TASK GOAL: Set down, in full, every record in the block.

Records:
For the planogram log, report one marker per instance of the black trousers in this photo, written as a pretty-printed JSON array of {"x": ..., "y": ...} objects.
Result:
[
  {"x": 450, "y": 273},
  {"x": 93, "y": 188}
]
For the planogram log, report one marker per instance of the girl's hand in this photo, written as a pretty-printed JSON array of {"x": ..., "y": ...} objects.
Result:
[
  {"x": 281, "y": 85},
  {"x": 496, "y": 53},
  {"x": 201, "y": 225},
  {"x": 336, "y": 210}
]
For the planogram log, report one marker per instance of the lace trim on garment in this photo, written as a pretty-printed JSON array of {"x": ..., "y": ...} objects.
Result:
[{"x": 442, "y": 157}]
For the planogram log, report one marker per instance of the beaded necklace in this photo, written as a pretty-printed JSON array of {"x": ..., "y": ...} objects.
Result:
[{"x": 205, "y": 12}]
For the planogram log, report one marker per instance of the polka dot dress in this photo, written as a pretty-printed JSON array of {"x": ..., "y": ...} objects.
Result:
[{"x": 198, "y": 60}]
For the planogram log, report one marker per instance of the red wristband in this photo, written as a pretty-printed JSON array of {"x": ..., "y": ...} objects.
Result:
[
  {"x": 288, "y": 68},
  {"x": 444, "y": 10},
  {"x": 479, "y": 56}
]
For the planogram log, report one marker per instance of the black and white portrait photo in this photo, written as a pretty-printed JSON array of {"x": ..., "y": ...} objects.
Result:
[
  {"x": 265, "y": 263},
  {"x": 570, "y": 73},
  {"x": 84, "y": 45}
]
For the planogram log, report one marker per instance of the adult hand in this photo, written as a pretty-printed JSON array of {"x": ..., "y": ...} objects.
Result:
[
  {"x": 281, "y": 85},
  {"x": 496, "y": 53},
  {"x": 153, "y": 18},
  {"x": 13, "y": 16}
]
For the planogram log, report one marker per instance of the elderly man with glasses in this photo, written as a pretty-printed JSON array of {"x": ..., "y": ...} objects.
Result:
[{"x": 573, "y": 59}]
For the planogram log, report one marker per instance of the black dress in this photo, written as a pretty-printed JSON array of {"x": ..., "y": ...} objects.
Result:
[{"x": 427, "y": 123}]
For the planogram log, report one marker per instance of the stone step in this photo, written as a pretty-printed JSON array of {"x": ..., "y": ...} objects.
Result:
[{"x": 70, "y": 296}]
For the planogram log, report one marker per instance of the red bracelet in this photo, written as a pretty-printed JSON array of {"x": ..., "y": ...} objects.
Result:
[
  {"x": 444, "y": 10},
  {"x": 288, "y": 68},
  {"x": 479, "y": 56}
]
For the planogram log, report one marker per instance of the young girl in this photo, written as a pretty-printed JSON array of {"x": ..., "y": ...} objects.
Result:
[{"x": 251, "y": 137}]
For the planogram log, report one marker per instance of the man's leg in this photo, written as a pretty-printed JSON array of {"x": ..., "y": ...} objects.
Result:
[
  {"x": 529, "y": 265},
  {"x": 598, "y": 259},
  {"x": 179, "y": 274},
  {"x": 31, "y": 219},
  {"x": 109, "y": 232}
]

ANSWER FOR THE TASK:
For the planogram log, report one marker per instance of the black trousers in this photo, written as a pretty-printed JSON array of {"x": ..., "y": ...} objects.
Result:
[
  {"x": 450, "y": 273},
  {"x": 93, "y": 188}
]
For the planogram log, report one marker per instance of the girl's hand in this photo, written as a pretty-printed JSON array of {"x": ..., "y": ...} objects.
Result:
[
  {"x": 281, "y": 85},
  {"x": 496, "y": 53},
  {"x": 201, "y": 225},
  {"x": 336, "y": 210}
]
For the planogram log, report one marker per instance of the lace trim on garment in this photo, written as a pretty-printed JSON array of {"x": ..., "y": ...} objects.
Result:
[{"x": 442, "y": 157}]
For the planogram log, report one marker per instance of the beaded necklace in this photo, written as a pretty-printed JSON array of {"x": ..., "y": ...} objects.
Result:
[{"x": 205, "y": 12}]
For the planogram log, report one marker per instance of the polka dot dress in this photo, written as a pretty-printed JSON array of {"x": ..., "y": ...} objects.
Result:
[{"x": 198, "y": 60}]
For the planogram log, report one marker per instance of the red wristband in this photo, written as a pretty-printed JSON array of {"x": ..., "y": ...} objects.
Result:
[
  {"x": 288, "y": 68},
  {"x": 444, "y": 10},
  {"x": 479, "y": 56}
]
For the planogram log, report one marker per instance of the black and white portrait photo in this photo, written as a pretty-printed JSON array of {"x": ..., "y": ...} objects.
Result:
[
  {"x": 265, "y": 263},
  {"x": 570, "y": 73},
  {"x": 84, "y": 45}
]
For the planogram log, report one marker per instance of the adult hand in this photo, written as a pretty-printed JSON array of {"x": ..., "y": ...} objects.
Result:
[
  {"x": 281, "y": 85},
  {"x": 496, "y": 53},
  {"x": 153, "y": 18},
  {"x": 13, "y": 16}
]
For the planogram log, report one marker per instance of the elderly man with glasses in this photo, written as a pretty-printed JSON array of {"x": ..., "y": ...} objects.
Result:
[{"x": 573, "y": 59}]
For the planogram log, report one marker per instance of the black dress in this photo, written as a pretty-printed JSON array of {"x": ..., "y": ...} objects.
Result:
[{"x": 427, "y": 123}]
For the planogram log, report one marker per instance of the stone step in this photo, written as a pretty-printed JSON array of {"x": ..., "y": ...} objects.
Result:
[{"x": 70, "y": 296}]
For the planogram log, report one marker per instance of the red bracelet in this photo, written as a pretty-printed JSON array of {"x": ..., "y": ...} objects.
Result:
[
  {"x": 444, "y": 10},
  {"x": 288, "y": 68},
  {"x": 479, "y": 56}
]
For the planogram log, report one marker per instance of the young girl in this photo, written as a pretty-printed JSON array of {"x": ..., "y": ...} objects.
Result:
[{"x": 251, "y": 137}]
For the planogram log, report one marker per instance of the man's leg in this photo, written as a pretty-printed JSON array of {"x": ..., "y": ...} objects.
Result:
[
  {"x": 529, "y": 265},
  {"x": 598, "y": 259},
  {"x": 179, "y": 274},
  {"x": 31, "y": 219},
  {"x": 109, "y": 232}
]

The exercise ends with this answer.